--- Data shown Enclosed Below ---

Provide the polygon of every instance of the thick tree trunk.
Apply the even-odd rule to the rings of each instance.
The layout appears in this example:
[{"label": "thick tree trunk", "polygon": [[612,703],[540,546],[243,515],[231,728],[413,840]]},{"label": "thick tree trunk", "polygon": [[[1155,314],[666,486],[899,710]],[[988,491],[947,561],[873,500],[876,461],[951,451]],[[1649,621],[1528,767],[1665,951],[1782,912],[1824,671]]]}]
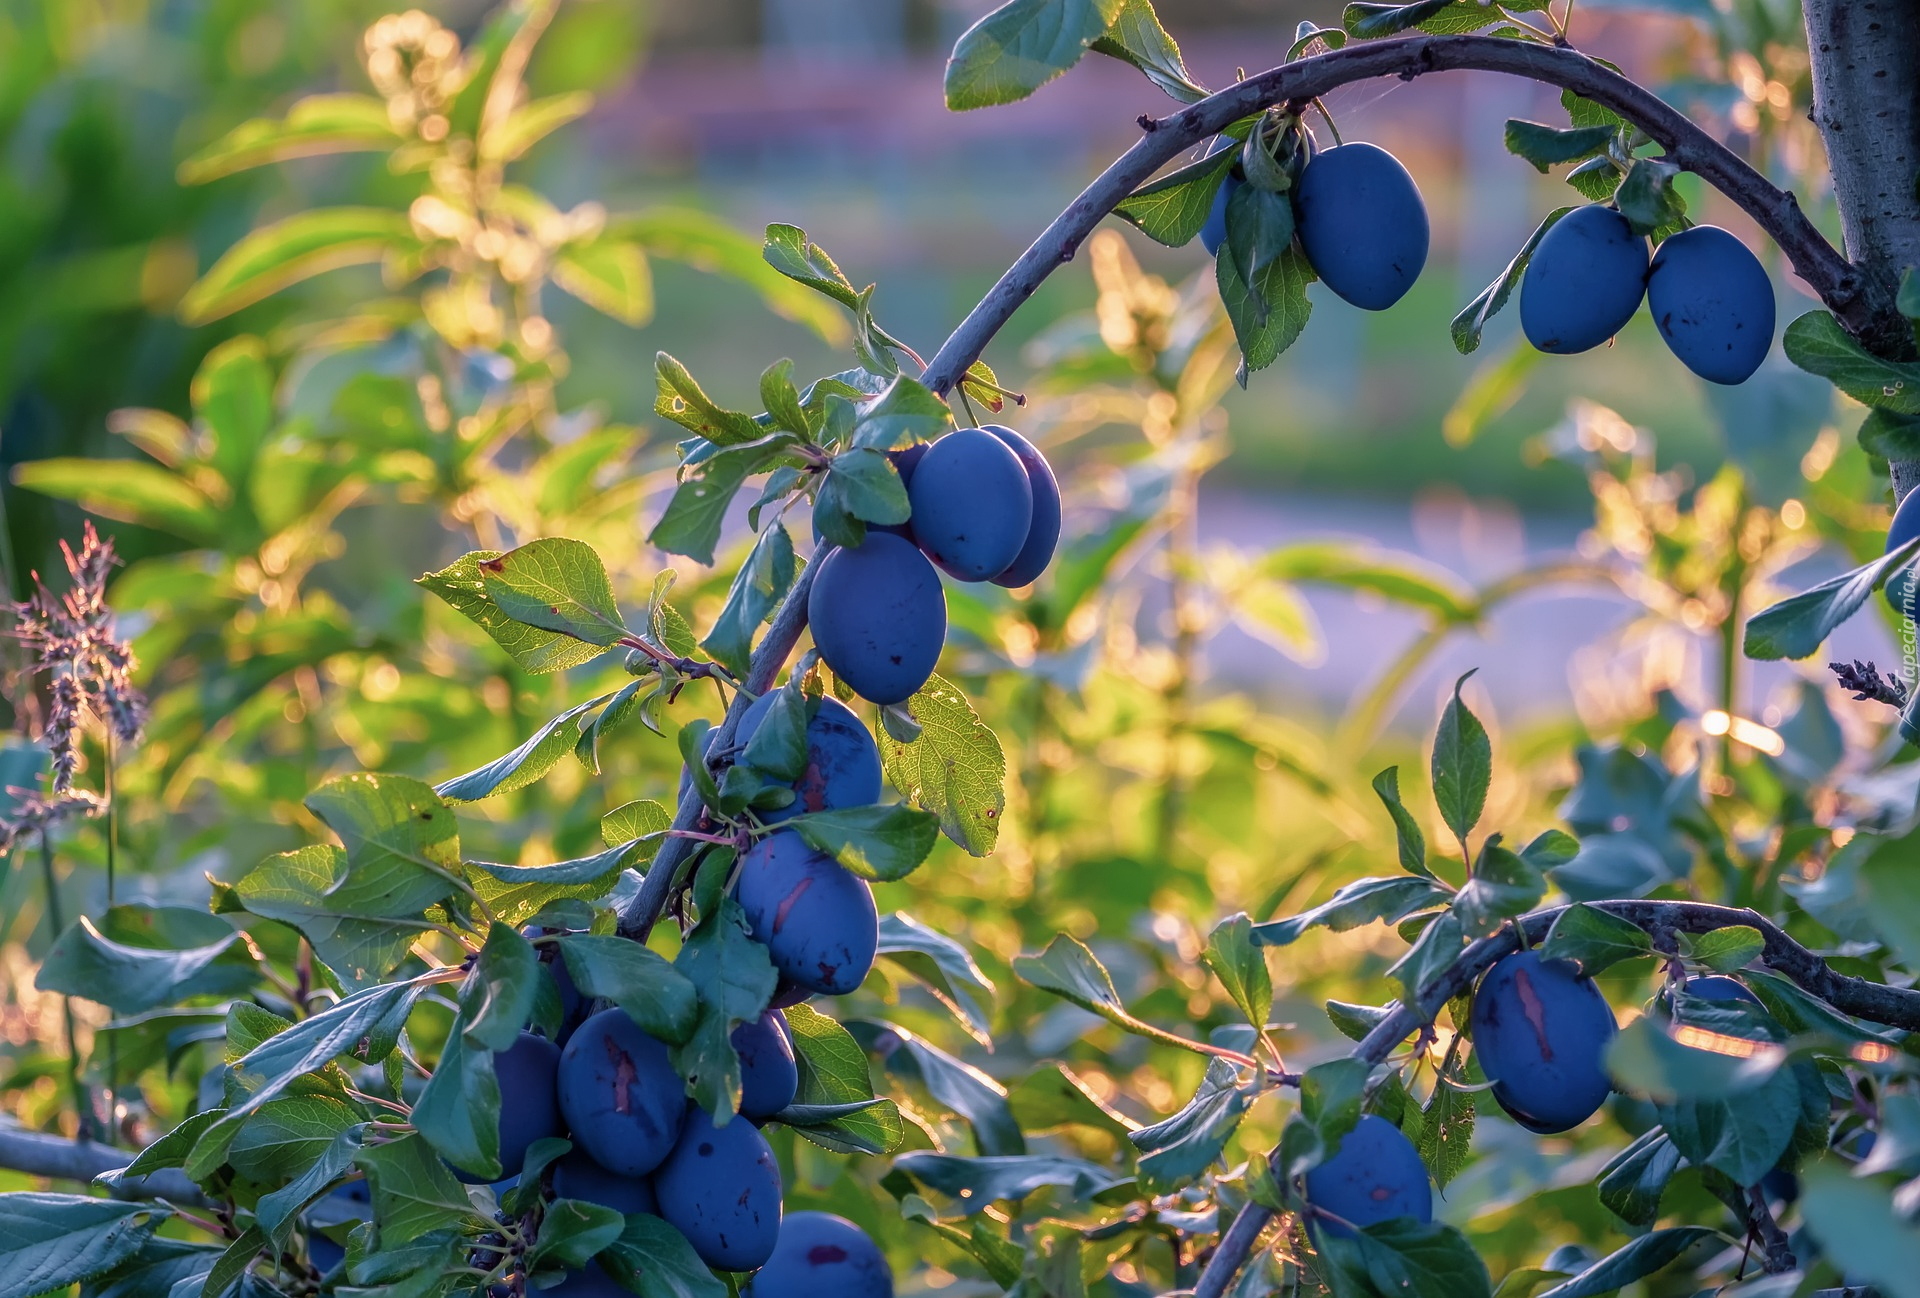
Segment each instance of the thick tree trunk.
[{"label": "thick tree trunk", "polygon": [[[1920,267],[1920,0],[1804,0],[1813,120],[1826,139],[1848,260],[1871,323],[1860,341],[1914,354],[1894,309],[1901,272]],[[1894,494],[1920,485],[1920,461],[1896,461]]]}]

--- End of Enclosed Data shown ---

### Activity
All of the material must be repeated exactly in the answer, apart from the pictures.

### Written answer
Provide the polygon of every instance of the thick tree trunk.
Apply the even-odd rule to the rings of each instance.
The layout appears in this example:
[{"label": "thick tree trunk", "polygon": [[612,703],[540,546],[243,515],[231,728],[413,840]]},{"label": "thick tree trunk", "polygon": [[[1155,314],[666,486],[899,710]],[[988,491],[947,561],[873,500],[876,461],[951,451]],[[1649,621],[1528,767],[1665,951],[1782,912],[1824,671]]]}]
Segment each instance of the thick tree trunk.
[{"label": "thick tree trunk", "polygon": [[[1920,267],[1920,0],[1804,0],[1813,120],[1826,139],[1848,260],[1871,323],[1860,341],[1914,354],[1894,309],[1901,272]],[[1894,494],[1920,485],[1920,461],[1896,461]]]}]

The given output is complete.